Benenne im Textauszug bitte „Emir“ in „Edin“ um und gib dabei den Abschnitt wieder, der bei „Alems leiblicher Vater“ einsetzt und nach „mit dem Kind?“ endet.

* _TEXTAUSZUG_
# # # # # # #
Alems leiblicher Vater Emir ist ein Trinker und Kleinkrimineller, ein so unzuverlässiger Kerl, dass seine Mutter es von vornherein ausschließt, das gemeinsame Kind in seiner alleinigen Obhut lassen zu können. Er geht keiner geregelten Arbeit nach und lebt vom Taschendiebstahl, so dass die Mutter sofort wieder (ungelernt und für einen Hungerlohn) arbeiten gehen muss. Erreichbare Kindergärten gab es nicht. Wohin mit dem Kind?
„Was bist du nur für ein Mensch? Gestern hast du einen Sohn bekommen und heute liegst du besoffen im Bett. Du stinkst nach Zigarettenqualm und Schnaps, hast wahrscheinlich die ganze Nacht gesoffen und uns vergessen. Du hast mich bestohlen, du Arschloch! (…) Wir mussten den ganzen Weg vom Krankenhaus hierherlaufen. Durch den Schnee. Schämst du dich nicht? Wo warst du, verdammt nochmal?“ (S. 24)
# # # # # # #
* _BEREITGESTELLTE DATEN_
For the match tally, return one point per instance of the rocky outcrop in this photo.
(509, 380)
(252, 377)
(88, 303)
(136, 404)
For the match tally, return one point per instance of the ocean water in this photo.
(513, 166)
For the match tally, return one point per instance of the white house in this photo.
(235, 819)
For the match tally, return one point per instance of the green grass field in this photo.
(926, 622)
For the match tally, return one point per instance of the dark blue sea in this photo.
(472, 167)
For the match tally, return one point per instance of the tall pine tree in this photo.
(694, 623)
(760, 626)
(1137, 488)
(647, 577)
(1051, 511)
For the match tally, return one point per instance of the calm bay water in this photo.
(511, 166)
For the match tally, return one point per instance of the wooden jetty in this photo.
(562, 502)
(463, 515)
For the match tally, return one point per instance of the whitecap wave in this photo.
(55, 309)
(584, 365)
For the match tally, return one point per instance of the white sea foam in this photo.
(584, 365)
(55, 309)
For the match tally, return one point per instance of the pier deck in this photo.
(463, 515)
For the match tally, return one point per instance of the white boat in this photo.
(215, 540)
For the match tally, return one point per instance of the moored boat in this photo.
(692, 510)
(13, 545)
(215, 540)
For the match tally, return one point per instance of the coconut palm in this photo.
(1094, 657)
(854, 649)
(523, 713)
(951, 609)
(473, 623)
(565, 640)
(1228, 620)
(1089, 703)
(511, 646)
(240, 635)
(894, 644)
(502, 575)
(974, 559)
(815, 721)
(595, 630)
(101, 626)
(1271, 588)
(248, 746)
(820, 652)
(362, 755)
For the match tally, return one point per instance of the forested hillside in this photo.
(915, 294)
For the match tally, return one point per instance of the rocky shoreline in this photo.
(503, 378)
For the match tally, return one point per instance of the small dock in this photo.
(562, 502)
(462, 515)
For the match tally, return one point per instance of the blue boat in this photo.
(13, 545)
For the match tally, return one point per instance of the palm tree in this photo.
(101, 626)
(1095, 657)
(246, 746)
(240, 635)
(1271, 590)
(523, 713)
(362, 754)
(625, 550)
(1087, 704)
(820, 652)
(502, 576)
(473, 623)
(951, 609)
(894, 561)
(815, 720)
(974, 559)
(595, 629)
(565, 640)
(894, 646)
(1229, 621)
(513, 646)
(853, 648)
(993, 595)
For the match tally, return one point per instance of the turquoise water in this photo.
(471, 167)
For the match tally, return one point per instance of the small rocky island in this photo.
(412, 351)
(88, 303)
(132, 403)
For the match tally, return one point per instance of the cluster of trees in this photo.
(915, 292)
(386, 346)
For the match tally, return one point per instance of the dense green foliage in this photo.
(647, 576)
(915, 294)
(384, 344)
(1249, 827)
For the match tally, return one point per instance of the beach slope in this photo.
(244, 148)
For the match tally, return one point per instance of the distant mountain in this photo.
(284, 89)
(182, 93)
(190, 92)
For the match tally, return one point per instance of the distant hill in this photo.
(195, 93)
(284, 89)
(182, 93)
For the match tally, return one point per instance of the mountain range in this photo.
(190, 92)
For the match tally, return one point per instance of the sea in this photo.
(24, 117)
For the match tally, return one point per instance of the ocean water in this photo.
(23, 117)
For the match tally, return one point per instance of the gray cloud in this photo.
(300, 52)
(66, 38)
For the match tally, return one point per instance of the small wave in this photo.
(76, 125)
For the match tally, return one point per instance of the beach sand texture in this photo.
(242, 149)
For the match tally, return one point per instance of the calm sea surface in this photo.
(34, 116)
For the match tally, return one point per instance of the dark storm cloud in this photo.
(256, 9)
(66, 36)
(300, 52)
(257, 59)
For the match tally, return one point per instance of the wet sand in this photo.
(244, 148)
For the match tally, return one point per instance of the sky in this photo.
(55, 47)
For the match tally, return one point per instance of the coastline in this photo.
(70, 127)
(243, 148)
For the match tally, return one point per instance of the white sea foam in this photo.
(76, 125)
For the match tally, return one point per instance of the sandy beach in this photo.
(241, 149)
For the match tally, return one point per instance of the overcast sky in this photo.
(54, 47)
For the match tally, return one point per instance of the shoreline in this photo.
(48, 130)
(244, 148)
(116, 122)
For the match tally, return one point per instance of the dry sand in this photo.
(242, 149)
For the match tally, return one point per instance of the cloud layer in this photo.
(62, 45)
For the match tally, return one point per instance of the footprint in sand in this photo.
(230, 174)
# # # # # # #
* _LÖSUNG_
Alems leiblicher Vater Edin ist ein Trinker und Kleinkrimineller, ein so unzuverlässiger Kerl, dass seine Mutter es von vornherein ausschließt, das gemeinsame Kind in seiner alleinigen Obhut lassen zu können. Er geht keiner geregelten Arbeit nach und lebt vom Taschendiebstahl, so dass die Mutter sofort wieder (ungelernt und für einen Hungerlohn) arbeiten gehen muss. Erreichbare Kindergärten gab es nicht. Wohin mit dem Kind?